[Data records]
____________________

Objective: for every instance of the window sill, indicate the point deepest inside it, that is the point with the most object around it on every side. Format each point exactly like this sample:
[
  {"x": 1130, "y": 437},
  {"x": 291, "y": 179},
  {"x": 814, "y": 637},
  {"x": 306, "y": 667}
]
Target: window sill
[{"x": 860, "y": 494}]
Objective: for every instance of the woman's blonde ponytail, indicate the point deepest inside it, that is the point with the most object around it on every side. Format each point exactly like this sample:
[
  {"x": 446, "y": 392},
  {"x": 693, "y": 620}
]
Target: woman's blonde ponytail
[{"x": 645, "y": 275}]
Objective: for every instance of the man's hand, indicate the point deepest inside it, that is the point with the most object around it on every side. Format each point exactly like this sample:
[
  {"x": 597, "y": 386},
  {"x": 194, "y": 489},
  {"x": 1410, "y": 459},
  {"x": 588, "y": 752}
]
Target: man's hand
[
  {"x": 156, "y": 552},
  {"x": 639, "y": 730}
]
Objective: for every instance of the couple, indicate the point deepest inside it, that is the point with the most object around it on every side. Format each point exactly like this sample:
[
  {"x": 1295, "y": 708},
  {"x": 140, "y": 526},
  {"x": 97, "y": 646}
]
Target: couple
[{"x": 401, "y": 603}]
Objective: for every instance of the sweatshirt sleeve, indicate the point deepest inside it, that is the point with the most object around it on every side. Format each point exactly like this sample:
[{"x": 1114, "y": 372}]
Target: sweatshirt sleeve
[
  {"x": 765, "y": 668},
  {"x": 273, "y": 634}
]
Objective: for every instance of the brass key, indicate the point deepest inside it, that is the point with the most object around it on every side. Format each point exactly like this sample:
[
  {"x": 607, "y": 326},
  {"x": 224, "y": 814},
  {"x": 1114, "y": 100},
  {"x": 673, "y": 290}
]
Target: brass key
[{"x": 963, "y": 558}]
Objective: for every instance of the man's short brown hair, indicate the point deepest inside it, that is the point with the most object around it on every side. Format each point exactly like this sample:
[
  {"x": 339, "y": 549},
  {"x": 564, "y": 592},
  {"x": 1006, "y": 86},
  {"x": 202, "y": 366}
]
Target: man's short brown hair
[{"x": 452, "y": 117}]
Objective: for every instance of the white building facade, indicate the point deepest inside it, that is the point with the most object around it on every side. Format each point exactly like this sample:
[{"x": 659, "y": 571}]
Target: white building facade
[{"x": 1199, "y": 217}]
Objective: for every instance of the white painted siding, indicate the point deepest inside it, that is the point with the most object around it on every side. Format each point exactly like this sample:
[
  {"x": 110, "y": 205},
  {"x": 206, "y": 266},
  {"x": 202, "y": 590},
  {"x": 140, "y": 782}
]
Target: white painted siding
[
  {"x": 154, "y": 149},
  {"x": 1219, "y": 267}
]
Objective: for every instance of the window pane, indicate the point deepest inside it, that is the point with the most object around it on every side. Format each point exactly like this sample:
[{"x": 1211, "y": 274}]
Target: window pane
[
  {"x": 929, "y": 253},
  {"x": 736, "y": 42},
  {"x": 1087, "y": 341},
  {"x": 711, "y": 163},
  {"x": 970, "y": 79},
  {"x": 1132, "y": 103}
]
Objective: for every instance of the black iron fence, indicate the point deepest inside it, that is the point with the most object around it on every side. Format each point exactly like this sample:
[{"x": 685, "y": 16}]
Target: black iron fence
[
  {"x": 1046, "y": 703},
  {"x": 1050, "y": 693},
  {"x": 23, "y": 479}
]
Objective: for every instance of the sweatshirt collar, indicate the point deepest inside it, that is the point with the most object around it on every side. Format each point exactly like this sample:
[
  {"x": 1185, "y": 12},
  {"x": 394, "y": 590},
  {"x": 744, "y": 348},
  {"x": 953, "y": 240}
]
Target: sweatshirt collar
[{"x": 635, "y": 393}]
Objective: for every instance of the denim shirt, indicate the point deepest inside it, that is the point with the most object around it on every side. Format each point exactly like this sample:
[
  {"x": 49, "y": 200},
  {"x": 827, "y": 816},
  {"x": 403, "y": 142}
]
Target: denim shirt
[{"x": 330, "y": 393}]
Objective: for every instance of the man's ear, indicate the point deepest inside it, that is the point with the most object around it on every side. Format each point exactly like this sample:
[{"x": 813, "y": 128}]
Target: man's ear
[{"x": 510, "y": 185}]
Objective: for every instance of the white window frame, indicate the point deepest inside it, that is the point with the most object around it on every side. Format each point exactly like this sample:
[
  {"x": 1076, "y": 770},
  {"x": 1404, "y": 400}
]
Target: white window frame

____________________

### Work to do
Return exactly the lines from the one containing "Objective: for every instance of the white painted" through the last line of the records above, both included, and nothing else.

### Response to this exercise
Objective: for every instance of the white painted siding, indicate the point deepest inside it, that is the point with the most object around it on every side. Format each point exactly like this sample:
[
  {"x": 110, "y": 205},
  {"x": 206, "y": 266},
  {"x": 202, "y": 590},
  {"x": 140, "y": 782}
]
Target: white painted siding
[
  {"x": 154, "y": 149},
  {"x": 1219, "y": 267}
]
Objective: for every instance of the window pane, indicate the point deepest inside it, that is the point with the most object around it on every side. Format each point exactly like this sample:
[{"x": 1211, "y": 274}]
Target: window pane
[
  {"x": 929, "y": 253},
  {"x": 736, "y": 42},
  {"x": 1087, "y": 341},
  {"x": 711, "y": 163},
  {"x": 970, "y": 79},
  {"x": 1132, "y": 103}
]
Objective: for every instance of the black iron fence, indicate the point deepest inside it, that is the point with the most object around it on every side. Format each point exactly like this sample:
[{"x": 685, "y": 16}]
Target: black iron fence
[
  {"x": 1046, "y": 703},
  {"x": 1050, "y": 693},
  {"x": 23, "y": 479}
]
Objective: for every instance of the sweatshirt collar, indicate the point deepest inside it, that is the point with the most object around it on every side. Format each point exactly like this sample:
[
  {"x": 1185, "y": 12},
  {"x": 394, "y": 590},
  {"x": 744, "y": 348},
  {"x": 953, "y": 240}
]
Target: sweatshirt collar
[{"x": 635, "y": 393}]
Objective: for every instance of the denim shirt, indicate the point deepest inside it, that is the point with the most object around it on every side. Format each point exactly like this sample:
[
  {"x": 49, "y": 200},
  {"x": 827, "y": 816},
  {"x": 403, "y": 142}
]
Target: denim shirt
[{"x": 330, "y": 393}]
Objective: for every instance of the man's ear, indicate the point deepest inside it, that is the point with the most object around it on every side. Format each point exactly like this sample:
[{"x": 813, "y": 128}]
Target: man's ear
[{"x": 510, "y": 185}]
Objective: for every instance of the white window frame, indicate the point deepest inside it, that is the point with the most object around it on every side. Format each point exactly like this sample:
[
  {"x": 1076, "y": 770},
  {"x": 1404, "y": 400}
]
Target: white window frame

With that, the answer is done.